## [Aim]
Please collect every line in the data below that contains the word "black" and copy each of those lines in full.

________________

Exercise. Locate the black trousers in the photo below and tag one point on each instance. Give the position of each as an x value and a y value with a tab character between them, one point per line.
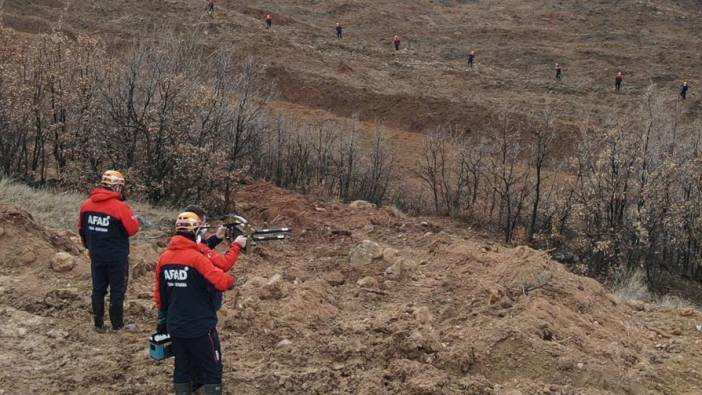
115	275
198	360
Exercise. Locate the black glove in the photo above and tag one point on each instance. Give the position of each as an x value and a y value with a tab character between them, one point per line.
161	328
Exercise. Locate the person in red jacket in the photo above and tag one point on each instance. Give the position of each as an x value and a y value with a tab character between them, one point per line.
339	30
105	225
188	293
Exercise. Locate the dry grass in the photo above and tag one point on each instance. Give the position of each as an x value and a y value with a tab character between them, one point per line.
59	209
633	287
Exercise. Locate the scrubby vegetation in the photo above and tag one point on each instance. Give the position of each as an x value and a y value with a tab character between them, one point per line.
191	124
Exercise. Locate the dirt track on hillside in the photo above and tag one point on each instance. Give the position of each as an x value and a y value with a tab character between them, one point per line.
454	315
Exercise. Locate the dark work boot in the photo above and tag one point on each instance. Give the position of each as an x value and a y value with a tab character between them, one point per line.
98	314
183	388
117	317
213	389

________________

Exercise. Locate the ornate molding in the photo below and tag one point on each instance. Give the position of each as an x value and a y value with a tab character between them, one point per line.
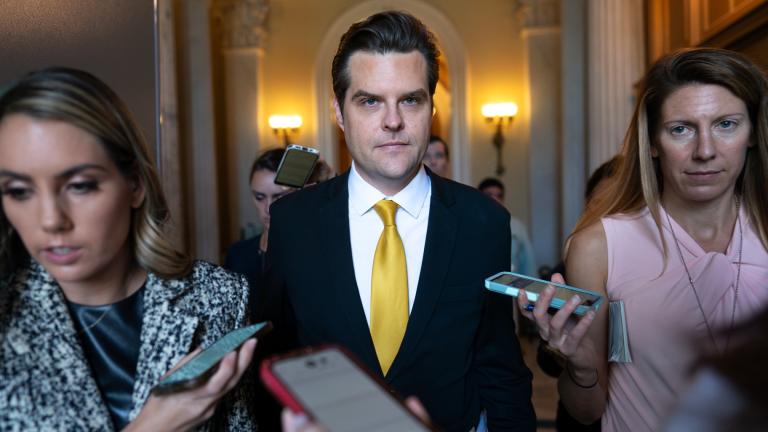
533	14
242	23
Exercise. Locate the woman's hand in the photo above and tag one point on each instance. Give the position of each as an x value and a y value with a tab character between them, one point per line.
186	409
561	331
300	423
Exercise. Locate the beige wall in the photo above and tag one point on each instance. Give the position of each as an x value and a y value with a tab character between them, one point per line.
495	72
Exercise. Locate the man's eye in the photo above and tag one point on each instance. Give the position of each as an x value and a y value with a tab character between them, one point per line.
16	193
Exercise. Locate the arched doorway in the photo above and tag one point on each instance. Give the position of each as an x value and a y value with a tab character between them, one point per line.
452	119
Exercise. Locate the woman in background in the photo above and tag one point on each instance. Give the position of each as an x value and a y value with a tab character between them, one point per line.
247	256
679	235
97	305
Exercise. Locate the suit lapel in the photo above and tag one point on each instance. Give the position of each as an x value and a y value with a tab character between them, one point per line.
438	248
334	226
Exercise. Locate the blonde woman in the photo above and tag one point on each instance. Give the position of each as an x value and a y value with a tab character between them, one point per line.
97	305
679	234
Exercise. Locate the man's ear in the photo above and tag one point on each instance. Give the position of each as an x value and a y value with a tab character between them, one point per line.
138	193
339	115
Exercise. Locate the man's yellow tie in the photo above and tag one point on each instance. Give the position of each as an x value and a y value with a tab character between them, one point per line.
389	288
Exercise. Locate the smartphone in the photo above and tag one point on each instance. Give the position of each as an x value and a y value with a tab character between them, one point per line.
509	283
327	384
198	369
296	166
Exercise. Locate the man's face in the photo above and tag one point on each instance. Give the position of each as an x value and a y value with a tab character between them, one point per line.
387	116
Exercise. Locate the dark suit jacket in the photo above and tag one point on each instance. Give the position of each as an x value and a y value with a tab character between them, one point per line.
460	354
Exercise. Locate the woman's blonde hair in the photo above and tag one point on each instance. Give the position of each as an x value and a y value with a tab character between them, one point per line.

________________

## [Answer to this problem]
Exercise. Locate the black trousers in the photo below and tag one point on each instance. Give the position of each as an x value and a y value with a tab character between them, one point per line.
Exercise. Locate the black glove in the photo above and tag one point on each instance. Give the position of each as an x value and a y value with a tab character between them, one point per line.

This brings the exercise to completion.